◆ Requirements ◆
Copy out the records from the start through the line containing "561), (958, 448)]", request lines included, and shift every point coordinate in the answers by -29.

★ ★ ★

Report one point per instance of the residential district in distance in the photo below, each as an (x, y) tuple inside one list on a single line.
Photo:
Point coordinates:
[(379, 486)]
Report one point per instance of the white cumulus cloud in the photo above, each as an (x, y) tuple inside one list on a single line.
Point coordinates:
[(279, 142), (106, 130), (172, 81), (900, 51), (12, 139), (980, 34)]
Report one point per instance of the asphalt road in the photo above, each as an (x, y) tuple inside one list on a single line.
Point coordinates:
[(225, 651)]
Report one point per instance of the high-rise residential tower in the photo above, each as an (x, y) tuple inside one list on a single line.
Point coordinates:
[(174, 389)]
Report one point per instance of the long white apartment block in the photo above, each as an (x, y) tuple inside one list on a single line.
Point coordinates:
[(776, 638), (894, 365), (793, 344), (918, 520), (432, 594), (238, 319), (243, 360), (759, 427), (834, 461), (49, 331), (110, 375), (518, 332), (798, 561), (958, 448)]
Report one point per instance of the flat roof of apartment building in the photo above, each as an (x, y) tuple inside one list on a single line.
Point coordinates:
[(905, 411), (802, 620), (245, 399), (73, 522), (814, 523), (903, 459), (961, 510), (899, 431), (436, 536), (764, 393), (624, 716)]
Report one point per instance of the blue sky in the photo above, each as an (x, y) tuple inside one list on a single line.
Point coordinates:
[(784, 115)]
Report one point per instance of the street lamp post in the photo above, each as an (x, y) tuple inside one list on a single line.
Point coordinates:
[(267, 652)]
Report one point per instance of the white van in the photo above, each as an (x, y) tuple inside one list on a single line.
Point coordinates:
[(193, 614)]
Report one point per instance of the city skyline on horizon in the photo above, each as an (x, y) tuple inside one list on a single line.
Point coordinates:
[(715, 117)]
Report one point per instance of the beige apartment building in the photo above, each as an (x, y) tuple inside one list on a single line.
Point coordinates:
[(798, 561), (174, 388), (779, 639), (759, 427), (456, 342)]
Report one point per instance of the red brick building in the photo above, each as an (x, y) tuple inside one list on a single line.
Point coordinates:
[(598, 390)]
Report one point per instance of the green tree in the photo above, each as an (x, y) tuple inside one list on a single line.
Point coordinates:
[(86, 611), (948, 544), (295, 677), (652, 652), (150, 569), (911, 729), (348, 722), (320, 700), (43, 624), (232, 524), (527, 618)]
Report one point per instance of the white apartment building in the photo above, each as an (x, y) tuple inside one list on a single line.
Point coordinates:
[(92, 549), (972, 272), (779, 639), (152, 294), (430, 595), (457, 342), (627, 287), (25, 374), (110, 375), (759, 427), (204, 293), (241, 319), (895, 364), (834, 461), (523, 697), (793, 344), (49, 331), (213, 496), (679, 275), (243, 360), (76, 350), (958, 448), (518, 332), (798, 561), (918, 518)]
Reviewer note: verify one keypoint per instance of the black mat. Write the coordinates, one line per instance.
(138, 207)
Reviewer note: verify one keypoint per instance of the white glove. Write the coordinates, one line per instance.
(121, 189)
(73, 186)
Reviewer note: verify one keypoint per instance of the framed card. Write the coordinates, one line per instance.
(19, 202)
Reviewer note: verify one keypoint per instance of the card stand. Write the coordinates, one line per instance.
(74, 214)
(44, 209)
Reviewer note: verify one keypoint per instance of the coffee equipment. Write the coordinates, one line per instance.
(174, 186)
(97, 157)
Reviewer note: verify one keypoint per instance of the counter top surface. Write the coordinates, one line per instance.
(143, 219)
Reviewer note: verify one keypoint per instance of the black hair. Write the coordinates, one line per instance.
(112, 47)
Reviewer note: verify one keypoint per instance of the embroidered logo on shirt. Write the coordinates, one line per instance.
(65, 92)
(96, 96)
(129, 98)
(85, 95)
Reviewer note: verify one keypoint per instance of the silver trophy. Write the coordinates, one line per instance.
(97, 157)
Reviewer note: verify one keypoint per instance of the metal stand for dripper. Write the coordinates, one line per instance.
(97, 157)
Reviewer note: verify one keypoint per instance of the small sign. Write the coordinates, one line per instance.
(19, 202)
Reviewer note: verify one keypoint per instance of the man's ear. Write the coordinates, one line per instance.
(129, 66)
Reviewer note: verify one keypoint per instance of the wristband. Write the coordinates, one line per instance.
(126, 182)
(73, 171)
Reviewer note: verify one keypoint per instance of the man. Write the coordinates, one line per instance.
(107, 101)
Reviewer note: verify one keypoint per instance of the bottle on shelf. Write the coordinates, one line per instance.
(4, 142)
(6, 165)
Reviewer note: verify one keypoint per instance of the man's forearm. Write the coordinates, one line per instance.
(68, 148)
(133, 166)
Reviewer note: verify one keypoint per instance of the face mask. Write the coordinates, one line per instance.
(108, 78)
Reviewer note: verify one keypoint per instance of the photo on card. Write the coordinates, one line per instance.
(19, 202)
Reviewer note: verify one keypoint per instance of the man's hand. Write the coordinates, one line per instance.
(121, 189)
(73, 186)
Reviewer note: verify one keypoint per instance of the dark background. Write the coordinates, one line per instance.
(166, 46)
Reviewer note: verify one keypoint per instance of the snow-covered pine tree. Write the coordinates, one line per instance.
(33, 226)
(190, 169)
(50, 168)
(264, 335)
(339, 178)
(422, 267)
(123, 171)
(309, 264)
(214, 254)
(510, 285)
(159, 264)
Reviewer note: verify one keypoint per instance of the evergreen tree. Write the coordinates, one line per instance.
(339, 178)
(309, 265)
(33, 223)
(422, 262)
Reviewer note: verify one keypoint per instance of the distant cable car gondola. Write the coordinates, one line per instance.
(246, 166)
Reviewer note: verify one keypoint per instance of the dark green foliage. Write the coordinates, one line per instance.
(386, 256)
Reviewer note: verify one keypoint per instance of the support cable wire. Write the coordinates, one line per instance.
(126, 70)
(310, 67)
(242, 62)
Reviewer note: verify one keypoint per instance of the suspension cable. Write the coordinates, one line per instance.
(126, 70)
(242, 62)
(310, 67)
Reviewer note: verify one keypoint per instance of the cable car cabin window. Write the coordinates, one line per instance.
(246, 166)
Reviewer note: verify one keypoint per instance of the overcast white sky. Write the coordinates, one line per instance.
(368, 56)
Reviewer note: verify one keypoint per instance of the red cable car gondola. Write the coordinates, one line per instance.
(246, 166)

★ ★ ★

◆ Complete response ◆
Report one point per instance of the residential district in distance in the photo below, each as an (x, y) tuple inside one list on a single line.
Photo:
Point coordinates:
[(350, 457)]
Report one point per instance of the white cumulus cloud in the photo above, each as an (x, y) tuple inside one list on a single line.
Point coordinates:
[(250, 113), (77, 101), (143, 52), (871, 22), (-17, 110), (951, 5)]
Report one point per instance of the asphalt road in the photo above, each as an (x, y) tuple inside one list on a single line.
Point coordinates:
[(196, 622)]
Report one point per instance of the high-rise residential tower in the photo above, each as an (x, y) tuple inside one list on a single line.
Point coordinates:
[(145, 360)]
Report one point per instance of the long white apartment block in the photo above, each as an (x, y) tuple inside one list on a single line.
Point coordinates:
[(747, 609), (865, 336), (764, 315), (889, 491), (403, 565), (209, 290), (214, 331), (730, 398), (805, 432), (20, 302), (81, 346), (489, 303), (769, 532), (929, 419)]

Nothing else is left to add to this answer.